Is there a way to keep Linux responsive when at ~100% CPU usage?
One big difference that I've noticed between Windows and Linux is that Windows does a much better job ensuring that the system stays responsive even under heavy load.
For instance, I often need to compile Rust code. Anyone who writes Rust knows that the Rust compiler is very good at using all your cores and all the CPU time it can get its hands on (which is good, you want it to compile as fast as possible after all). But that means that for a time while my Rust code is compiling, I will be maxing out all my CPU cores at 100% usage.
When this happens on Windows, I've never really noticed. I can use my web browser or my code editor just fine while the code compiles, so I've never really thought about it.
However, on Linux when all my cores reach 100%, I start to notice it. It seems like every window I have open starts to lag and I get stuttering as the programs struggle to get a little bit of CPU that's left. My web browser starts lagging with whole seconds of no response and my editor behaves the same. Even my KDE Plasma desktop environment starts lagging.
I suppose Windows must be doing something clever to somehow prioritize user-facing GUI applications even in the face of extreme CPU starvation, while Linux doesn't seem to do a similar thing (or doesn't do it as well).
Is this an inherent problem of Linux at the moment or can I do something to improve this? I'm on Kubuntu 24.04 if it matters. Also, I don't believe it is a memory or I/O problem as my memory is sitting at around 60% usage when it happens with 0% swap usage, while my CPU sits at basically 100% on all cores. I've also tried disabling swap and it doesn't seem to make a difference.
EDIT: Tried nice -n +19, still lags my other programs.
EDIT 2: Tried installing the Liquorix kernel, which is supposedly better for this kinda thing. I dunno if it's placebo but stuff feels a bit snappier now? My mouse feels more responsive. Again, dunno if it's placebo. But anyways, I tried compiling again and it still lags my other stuff.

- _The problem_
Please rewrite the passage of the forum post on Linux responsiveness that opens with the words containing "However, on Linux" and closes with "environment starts lagging.", putting "email client" in place of "web browser".

- _Given data_
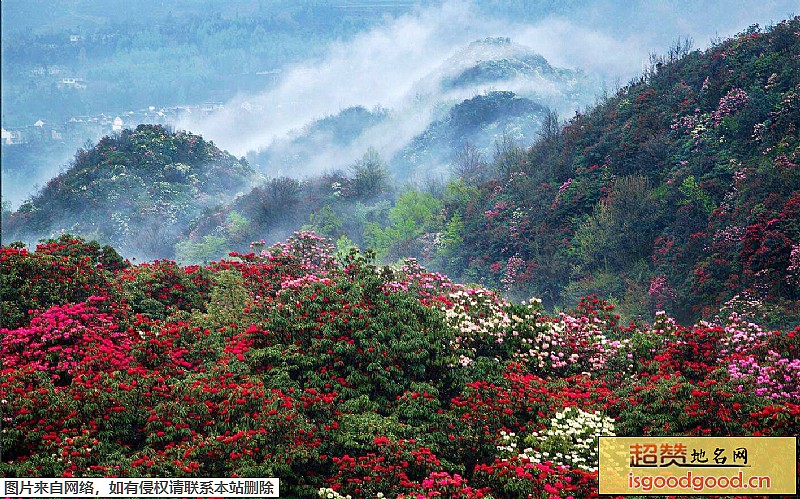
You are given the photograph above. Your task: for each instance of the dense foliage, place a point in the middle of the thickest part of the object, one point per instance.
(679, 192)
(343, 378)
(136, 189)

--

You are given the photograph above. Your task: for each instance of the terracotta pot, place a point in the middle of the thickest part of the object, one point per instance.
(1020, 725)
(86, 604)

- _Final answer_
However, on Linux when all my cores reach 100%, I start to notice it. It seems like every window I have open starts to lag and I get stuttering as the programs struggle to get a little bit of CPU that's left. My email client starts lagging with whole seconds of no response and my editor behaves the same. Even my KDE Plasma desktop environment starts lagging.